Given problem = Quote, without any change, the line that contains "Teacher note: please indicate the white cloud" and all lines that follow it to the end of the data below.

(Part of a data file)
☆ ☆ ☆ ☆ ☆ ☆ ☆
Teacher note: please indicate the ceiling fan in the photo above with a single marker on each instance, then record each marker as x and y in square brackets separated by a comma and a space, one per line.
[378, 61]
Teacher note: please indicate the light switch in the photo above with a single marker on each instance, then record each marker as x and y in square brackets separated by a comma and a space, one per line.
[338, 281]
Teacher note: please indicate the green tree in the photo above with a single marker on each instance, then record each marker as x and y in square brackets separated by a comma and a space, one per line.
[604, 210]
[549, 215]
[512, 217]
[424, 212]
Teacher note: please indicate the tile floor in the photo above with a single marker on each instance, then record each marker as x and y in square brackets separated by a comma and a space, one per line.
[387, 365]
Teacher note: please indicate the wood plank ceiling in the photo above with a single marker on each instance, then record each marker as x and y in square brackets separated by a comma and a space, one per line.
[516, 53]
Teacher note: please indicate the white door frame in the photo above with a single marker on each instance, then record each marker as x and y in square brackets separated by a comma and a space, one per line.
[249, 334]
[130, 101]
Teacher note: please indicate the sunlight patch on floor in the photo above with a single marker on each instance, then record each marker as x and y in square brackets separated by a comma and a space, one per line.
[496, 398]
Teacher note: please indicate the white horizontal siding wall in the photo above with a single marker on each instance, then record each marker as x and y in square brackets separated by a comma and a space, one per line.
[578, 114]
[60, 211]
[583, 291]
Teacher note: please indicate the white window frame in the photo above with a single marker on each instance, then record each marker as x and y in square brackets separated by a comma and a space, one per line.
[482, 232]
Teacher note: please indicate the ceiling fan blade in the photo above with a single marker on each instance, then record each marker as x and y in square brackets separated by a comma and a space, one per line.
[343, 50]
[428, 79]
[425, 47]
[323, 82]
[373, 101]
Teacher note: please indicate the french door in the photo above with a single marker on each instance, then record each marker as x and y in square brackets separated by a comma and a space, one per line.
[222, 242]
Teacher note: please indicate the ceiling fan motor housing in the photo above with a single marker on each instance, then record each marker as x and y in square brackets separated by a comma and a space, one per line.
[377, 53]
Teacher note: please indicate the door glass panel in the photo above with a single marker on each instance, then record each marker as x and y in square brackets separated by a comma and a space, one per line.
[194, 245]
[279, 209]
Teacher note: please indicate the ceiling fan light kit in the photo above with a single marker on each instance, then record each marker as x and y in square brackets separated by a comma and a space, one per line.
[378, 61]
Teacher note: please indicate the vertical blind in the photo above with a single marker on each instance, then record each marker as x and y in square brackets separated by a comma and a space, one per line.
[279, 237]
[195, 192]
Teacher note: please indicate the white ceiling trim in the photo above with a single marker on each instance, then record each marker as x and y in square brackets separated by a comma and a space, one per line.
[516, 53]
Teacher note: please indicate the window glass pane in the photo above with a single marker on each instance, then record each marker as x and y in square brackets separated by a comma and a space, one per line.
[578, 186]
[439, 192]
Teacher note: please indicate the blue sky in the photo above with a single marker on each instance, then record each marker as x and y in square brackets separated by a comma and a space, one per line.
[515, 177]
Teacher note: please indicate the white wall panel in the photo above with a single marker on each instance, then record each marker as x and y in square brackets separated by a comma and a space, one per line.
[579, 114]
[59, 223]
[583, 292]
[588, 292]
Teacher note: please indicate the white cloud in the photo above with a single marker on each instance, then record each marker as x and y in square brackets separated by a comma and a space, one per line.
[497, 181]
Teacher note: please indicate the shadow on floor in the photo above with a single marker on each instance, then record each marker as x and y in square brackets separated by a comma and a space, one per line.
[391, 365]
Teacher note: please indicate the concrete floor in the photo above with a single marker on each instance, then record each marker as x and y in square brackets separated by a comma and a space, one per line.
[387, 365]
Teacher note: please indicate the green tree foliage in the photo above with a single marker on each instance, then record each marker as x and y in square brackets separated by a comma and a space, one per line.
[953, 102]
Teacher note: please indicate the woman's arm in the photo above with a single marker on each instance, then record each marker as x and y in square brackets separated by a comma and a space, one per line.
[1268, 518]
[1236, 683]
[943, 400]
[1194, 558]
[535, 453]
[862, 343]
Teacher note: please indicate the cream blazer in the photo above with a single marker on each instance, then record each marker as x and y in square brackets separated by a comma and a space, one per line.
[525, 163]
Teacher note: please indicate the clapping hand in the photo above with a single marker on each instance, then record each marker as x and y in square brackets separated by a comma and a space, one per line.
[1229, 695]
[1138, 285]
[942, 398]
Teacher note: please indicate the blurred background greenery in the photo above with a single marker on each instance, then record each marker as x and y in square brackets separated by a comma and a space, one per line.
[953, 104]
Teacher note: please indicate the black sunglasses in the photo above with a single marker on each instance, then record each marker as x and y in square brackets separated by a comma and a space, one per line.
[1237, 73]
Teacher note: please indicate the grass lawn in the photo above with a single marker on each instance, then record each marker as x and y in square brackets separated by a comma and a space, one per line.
☆ ☆ ☆ ☆ ☆ ☆ ☆
Task output =
Teacher note: please indicate the white cloud in the photo above with a single marker on each instance, then record each marker as x and y in square brackets separated by a comma and a space, one per line.
[497, 181]
Teacher note: please indicate the shadow on floor in the photo above with a single marker on each instance, then record each marker as x and y in square brackets separated by a comma and a space, one per line.
[391, 365]
Teacher note: please indicate the concrete floor in the photo above with a single marker on each instance, then record each marker as x and y in square brackets separated by a comma and a space, one per line.
[387, 365]
Teacher note: please indicate the green tree foliage in the photo above with a single marker on each instance, then record each marker as x and y in square brackets separated by a comma and a space, one per line.
[953, 102]
Teacher note: please indicate the woman's arm in the photo above with a single marker on each instance, then record each marker as x and y in square brackets separated by a comma and a space, one per line.
[1268, 518]
[1236, 683]
[943, 400]
[1194, 558]
[535, 453]
[862, 343]
Teacher note: please indicate the cream blazer in the photo above with a single marker on each instance, then record each marker as x and y in square brackets separated by a comma and a space, one per line.
[525, 163]
Teacher note: please indicate the clapping hand in the photo above with a single marker on each instance, then record each marker as x and y in square brackets separated by a comma and a space, one per line.
[1229, 695]
[1138, 285]
[942, 398]
Teacher note: please indicate the blurred background greenery in the photo above with a single marker on each instance, then record each marker as x and y in square brackets separated by a comma and a space, one per line.
[953, 104]
Teacher note: please indicate the black sunglasses in the photo above with a single marker on each instance, then record each marker as x and y in square brackets separated by a comma and a space, one per line.
[1237, 73]
Teacher note: please indicate the grass lawn in the photo above with a single marker on each instance, then record each marker as x and y in square brackets separated by a comma and a space, one per line.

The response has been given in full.